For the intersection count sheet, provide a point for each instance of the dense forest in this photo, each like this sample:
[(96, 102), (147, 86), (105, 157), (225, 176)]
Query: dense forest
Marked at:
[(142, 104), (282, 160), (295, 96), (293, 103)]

Task statement >> Copy every line of the items above without changing anything.

Result >>
For the intersection count sheet, provide a point for each instance of the dense forest in this photo, each like this sample:
[(96, 102), (147, 86), (105, 157), (225, 176)]
Query: dense forest
Marked at:
[(142, 104), (282, 160), (295, 96), (293, 103)]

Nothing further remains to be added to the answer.